[Opdracht]
Zoek alstublieft in het artikel over Amsterdam en het Gooi op welke datum Floris V werd vermoord.

[Tekstgedeelte]
━━━

Station Hilversum 1911

Hoe Amsterdam de ontwikkeling van het Gooi beïnvloedde

Artikel uit Het Parool door Patrick Meershoek, 13 september 2020

Op 27 juni 1296 werd Floris V bij Muiderberg in een greppel vermoord door een bende samenzwerende edelen die op veilige afstand werd aangestuurd door Gijsbrecht van Amstel. Een groep Gooiers was nog naar het Muiderslot getrokken om hun geliefde graaf te redden uit de handen van zijn ontvoerders, maar de hulp kwam te laat. Gijsbrecht betaalde een hoge prijs voor zijn verraad: hij raakte zijn bezittingen kwijt en bracht de rest van zijn leven in ballingschap door.

Achteraf moeten we zeggen: dat was geen optimale start van de relatie tussen Amsterdam en het Gooi. Zonder spanning is de verhouding tussen stad en streek in de eeuwen daarna ook nooit meer geworden, maar het goede nieuws is dat er vandaag de dag geen bestuurders meer in een hinderlaag worden gelokt. De invloed van Amsterdam was bepalend voor de ontwikkelingen in het Gooi door de eeuwen heen, zegt Pieter Hoogenraad, en in zekere zin is dat nog steeds zo.

━━━

Aanwijsgegevens bij benoemde objecten
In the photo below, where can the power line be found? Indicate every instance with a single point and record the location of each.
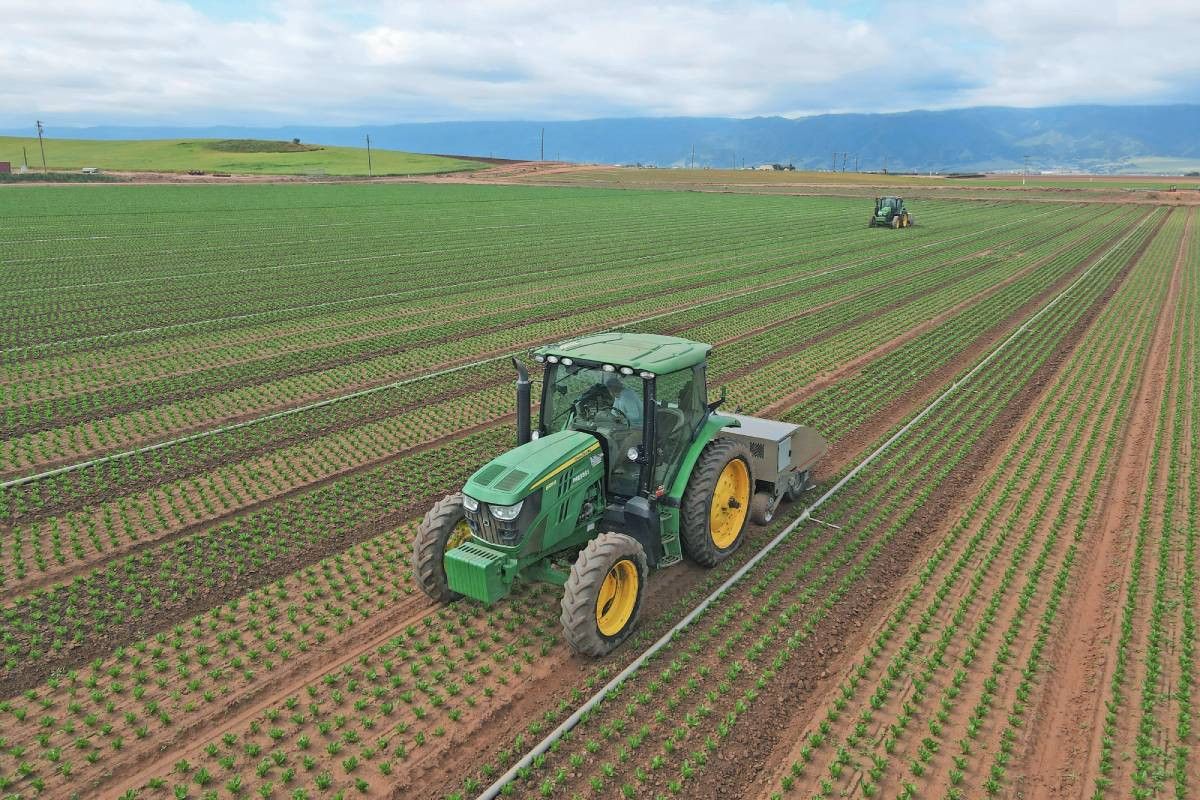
(41, 128)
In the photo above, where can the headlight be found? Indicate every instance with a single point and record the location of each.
(508, 513)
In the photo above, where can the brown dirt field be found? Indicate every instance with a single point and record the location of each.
(887, 713)
(1062, 756)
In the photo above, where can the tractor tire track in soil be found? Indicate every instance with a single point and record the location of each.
(773, 722)
(132, 548)
(1061, 756)
(558, 668)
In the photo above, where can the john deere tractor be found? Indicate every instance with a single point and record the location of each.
(628, 469)
(889, 212)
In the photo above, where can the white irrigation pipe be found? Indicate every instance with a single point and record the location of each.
(493, 791)
(94, 462)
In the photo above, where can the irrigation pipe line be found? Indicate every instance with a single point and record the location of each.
(95, 462)
(493, 791)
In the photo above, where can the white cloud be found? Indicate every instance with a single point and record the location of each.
(139, 61)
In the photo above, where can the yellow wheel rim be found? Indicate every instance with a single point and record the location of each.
(617, 597)
(731, 501)
(459, 534)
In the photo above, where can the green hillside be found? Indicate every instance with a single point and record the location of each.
(238, 156)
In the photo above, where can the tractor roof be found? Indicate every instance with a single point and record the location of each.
(648, 352)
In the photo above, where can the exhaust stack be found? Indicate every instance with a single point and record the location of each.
(523, 403)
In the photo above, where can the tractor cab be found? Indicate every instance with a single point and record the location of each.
(642, 397)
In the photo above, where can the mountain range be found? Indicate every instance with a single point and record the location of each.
(1085, 138)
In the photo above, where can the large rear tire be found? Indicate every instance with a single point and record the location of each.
(717, 503)
(443, 528)
(603, 595)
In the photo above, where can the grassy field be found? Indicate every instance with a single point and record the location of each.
(225, 408)
(239, 156)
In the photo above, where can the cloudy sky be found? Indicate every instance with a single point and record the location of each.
(309, 61)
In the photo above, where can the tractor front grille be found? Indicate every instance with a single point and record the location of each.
(490, 529)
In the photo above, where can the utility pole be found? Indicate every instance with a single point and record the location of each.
(40, 144)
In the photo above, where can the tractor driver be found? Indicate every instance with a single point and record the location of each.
(624, 400)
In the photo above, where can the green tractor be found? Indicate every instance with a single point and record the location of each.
(889, 212)
(629, 468)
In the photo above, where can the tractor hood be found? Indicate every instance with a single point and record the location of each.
(514, 475)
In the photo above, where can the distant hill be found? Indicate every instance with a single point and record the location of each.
(1089, 138)
(240, 154)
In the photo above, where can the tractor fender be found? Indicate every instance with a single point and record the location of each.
(708, 431)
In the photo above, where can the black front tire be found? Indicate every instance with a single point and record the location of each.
(431, 543)
(604, 554)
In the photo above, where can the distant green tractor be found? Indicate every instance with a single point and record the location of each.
(889, 212)
(629, 468)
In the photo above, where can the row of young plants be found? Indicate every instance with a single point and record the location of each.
(1144, 758)
(501, 274)
(119, 431)
(882, 702)
(905, 483)
(126, 519)
(197, 289)
(121, 522)
(222, 443)
(906, 366)
(142, 362)
(342, 782)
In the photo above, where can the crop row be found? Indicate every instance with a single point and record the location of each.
(877, 505)
(49, 546)
(927, 679)
(154, 421)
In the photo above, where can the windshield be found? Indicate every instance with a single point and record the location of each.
(606, 404)
(587, 398)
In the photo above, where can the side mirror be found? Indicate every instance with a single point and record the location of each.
(715, 404)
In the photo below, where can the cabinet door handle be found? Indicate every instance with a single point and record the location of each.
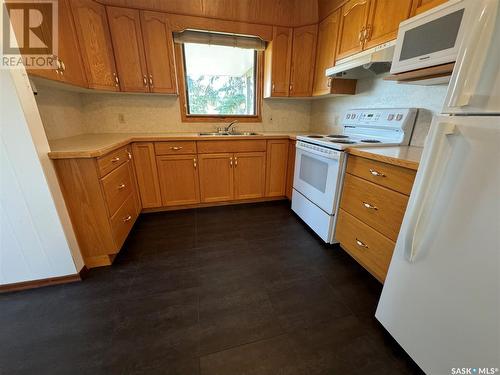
(370, 206)
(376, 173)
(361, 244)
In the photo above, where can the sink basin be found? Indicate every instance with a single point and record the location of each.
(204, 134)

━━━

[Antwoord]
Op 27 juni 1296.